能否把下方列表中含有“For this evaluation, locate the car wing”的那一行与含有“Target: car wing mirror housing”的那一行之间的各行（首尾两行都包括在内）整理成 Markdown 表格？请跳过空行，两列分别命名为“序号”和“行内容”。

─── 所给列表

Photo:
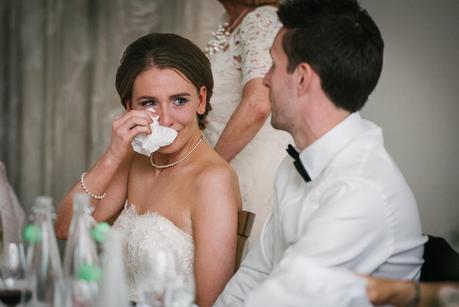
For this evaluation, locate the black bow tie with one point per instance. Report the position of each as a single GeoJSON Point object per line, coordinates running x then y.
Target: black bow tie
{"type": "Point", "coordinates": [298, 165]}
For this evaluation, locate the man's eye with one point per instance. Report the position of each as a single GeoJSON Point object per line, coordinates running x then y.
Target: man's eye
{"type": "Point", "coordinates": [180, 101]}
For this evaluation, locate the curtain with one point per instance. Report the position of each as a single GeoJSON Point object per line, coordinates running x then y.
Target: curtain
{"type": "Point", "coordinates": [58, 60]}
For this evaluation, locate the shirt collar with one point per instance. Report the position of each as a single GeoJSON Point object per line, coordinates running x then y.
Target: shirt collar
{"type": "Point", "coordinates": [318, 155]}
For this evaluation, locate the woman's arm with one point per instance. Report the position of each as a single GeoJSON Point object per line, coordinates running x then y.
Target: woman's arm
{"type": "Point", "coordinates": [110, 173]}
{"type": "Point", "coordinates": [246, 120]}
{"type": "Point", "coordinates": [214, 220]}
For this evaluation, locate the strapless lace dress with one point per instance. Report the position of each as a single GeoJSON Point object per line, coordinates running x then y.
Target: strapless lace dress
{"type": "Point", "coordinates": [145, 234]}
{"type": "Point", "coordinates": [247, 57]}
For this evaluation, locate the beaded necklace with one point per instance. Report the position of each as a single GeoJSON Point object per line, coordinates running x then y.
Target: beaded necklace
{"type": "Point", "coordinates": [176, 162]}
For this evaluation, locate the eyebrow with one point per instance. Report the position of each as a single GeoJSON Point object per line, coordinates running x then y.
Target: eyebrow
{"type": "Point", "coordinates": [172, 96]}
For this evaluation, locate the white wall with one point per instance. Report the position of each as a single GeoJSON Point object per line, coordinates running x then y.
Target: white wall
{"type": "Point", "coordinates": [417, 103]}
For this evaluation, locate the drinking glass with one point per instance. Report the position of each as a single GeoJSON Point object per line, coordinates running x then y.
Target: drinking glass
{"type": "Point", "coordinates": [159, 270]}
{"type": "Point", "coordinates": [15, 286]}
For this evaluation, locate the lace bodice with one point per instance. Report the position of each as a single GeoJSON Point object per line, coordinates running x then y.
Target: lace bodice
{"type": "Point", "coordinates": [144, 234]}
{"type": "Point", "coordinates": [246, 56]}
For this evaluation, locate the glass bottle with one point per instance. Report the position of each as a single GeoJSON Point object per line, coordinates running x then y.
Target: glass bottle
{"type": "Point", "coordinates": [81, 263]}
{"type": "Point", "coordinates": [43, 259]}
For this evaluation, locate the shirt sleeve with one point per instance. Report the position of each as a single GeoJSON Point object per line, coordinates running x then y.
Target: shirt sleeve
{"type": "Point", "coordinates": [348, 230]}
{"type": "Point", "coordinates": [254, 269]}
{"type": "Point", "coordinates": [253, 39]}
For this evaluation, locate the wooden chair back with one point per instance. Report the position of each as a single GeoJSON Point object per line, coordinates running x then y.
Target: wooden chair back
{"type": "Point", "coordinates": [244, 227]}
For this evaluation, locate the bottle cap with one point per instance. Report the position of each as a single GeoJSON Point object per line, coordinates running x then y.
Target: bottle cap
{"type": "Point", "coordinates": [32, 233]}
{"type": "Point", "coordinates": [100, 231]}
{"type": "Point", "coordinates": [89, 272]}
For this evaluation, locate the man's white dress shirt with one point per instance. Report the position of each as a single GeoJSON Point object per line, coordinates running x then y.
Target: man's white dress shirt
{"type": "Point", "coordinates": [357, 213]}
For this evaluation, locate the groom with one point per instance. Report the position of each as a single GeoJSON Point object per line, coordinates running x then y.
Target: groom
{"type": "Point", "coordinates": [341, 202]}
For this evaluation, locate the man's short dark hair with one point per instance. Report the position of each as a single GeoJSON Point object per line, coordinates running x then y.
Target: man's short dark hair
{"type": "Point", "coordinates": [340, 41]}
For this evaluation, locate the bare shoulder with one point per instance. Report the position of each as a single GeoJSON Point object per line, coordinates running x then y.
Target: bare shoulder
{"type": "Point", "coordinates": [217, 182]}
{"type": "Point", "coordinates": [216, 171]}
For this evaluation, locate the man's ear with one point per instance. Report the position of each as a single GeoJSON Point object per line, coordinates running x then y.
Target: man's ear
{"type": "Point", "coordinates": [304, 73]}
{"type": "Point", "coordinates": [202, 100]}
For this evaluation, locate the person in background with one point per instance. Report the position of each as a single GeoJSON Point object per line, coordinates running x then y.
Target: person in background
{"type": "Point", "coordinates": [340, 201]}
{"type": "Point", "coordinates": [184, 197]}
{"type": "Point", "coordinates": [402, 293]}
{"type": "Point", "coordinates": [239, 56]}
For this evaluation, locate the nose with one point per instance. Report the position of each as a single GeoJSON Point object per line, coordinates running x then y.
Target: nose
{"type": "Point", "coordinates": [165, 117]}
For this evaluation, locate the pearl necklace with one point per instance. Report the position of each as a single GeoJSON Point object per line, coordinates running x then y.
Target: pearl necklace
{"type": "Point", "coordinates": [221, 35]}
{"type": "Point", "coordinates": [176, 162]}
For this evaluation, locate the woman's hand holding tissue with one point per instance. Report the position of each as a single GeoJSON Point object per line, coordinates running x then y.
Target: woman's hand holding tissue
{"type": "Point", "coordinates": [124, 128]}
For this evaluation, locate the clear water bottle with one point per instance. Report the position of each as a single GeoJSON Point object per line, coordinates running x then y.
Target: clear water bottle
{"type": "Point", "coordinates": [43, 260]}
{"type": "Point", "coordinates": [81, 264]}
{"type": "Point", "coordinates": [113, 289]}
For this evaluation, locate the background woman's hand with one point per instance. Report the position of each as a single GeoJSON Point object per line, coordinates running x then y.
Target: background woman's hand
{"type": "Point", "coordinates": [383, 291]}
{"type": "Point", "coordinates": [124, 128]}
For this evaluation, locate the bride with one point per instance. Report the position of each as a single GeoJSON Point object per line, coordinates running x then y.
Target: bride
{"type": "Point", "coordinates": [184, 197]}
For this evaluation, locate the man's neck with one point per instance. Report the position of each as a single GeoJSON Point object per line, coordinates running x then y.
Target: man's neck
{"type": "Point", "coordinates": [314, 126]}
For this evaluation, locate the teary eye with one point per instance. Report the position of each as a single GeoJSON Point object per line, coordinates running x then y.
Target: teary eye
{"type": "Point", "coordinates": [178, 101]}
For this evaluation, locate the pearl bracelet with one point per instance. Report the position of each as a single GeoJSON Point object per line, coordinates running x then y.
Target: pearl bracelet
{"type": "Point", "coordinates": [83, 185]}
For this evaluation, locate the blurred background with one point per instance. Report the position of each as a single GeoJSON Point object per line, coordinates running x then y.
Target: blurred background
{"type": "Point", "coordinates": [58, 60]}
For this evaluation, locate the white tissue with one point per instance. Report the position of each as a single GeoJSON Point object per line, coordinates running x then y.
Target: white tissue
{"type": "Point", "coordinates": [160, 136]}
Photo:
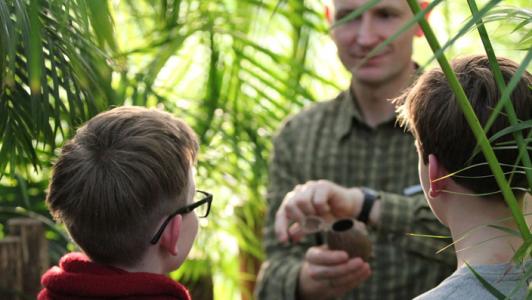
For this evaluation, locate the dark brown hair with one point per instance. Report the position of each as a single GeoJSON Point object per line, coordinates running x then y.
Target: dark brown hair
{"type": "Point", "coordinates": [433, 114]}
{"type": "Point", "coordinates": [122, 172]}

──────
─── 所给列表

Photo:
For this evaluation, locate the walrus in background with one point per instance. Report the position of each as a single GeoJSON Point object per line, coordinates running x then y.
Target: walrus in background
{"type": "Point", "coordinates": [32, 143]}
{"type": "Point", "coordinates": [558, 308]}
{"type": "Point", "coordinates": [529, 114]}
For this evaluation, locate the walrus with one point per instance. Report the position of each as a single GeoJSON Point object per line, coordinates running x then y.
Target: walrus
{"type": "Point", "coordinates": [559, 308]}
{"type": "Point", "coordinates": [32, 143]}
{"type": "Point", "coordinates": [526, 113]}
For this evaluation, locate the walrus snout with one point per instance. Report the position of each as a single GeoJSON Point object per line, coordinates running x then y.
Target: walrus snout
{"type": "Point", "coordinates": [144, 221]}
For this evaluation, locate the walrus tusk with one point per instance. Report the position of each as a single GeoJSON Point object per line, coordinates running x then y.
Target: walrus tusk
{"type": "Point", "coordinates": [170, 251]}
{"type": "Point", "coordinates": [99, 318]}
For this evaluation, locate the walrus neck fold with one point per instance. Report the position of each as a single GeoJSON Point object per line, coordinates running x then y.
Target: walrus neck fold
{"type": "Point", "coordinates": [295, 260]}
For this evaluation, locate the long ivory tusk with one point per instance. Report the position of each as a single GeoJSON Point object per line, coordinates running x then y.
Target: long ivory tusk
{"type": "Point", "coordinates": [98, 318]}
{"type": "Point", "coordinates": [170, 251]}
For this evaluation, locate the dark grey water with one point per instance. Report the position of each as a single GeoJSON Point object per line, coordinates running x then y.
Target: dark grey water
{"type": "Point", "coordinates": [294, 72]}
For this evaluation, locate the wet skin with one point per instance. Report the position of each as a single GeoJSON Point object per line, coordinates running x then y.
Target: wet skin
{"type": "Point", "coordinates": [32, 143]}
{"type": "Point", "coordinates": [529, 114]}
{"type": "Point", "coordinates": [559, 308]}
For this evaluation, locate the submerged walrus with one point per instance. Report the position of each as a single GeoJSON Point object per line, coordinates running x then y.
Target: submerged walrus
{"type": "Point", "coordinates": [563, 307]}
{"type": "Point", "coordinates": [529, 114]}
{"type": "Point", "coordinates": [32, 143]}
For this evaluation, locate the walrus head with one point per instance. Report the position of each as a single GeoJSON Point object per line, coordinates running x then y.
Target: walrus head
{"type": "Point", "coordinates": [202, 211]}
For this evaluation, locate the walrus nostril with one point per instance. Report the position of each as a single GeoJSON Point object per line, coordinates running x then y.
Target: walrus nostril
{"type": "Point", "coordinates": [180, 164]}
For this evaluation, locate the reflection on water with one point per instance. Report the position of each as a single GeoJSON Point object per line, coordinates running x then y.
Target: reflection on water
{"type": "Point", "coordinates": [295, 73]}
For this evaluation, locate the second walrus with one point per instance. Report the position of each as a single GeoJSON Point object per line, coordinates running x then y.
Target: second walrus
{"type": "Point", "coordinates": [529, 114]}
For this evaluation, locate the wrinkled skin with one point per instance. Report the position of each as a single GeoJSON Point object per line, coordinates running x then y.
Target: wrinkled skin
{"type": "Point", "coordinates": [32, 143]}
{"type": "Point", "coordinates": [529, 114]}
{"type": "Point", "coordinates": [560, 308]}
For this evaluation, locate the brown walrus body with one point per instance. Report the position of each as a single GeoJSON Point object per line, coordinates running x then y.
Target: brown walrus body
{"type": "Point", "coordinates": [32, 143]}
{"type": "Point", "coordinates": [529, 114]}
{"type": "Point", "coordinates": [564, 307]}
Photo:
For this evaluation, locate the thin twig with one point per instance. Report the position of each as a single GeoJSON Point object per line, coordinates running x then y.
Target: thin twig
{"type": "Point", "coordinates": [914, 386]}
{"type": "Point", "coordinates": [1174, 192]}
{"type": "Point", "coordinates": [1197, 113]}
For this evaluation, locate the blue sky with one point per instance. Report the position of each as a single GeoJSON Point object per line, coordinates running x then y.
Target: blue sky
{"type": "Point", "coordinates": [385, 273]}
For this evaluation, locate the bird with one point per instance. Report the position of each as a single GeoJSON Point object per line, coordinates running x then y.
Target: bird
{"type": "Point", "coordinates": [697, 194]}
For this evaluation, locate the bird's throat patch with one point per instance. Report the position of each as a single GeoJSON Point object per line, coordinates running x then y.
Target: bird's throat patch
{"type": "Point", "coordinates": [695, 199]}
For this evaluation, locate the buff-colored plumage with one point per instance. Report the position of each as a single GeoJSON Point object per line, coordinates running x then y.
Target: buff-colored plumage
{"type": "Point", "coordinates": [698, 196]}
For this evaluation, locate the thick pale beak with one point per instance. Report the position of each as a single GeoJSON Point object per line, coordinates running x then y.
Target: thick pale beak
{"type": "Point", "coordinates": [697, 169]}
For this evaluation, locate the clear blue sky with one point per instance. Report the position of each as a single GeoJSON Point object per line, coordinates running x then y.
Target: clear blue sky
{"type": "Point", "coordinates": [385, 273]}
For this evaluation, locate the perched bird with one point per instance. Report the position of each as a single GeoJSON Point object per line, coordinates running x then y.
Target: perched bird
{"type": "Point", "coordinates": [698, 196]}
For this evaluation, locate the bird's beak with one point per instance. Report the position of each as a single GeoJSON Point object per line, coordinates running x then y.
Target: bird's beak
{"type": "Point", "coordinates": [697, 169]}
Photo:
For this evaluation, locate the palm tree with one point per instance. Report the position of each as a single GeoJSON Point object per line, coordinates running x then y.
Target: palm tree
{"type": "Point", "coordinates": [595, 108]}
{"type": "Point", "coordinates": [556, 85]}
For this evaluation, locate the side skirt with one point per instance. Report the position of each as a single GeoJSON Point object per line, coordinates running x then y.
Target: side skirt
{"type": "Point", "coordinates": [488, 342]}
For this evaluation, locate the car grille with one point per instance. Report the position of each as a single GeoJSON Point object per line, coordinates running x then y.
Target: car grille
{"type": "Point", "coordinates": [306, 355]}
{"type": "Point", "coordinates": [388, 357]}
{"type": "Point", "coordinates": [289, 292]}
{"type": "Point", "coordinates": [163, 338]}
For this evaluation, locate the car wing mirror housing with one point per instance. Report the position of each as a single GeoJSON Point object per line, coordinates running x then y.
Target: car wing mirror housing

──────

### 最终答案
| 序号 | 行内容 |
|---|---|
| 1 | For this evaluation, locate the car wing mirror housing with one point per instance. Report the position of each as a single GeoJSON Point object per line, coordinates running x then y. |
| 2 | Target: car wing mirror housing |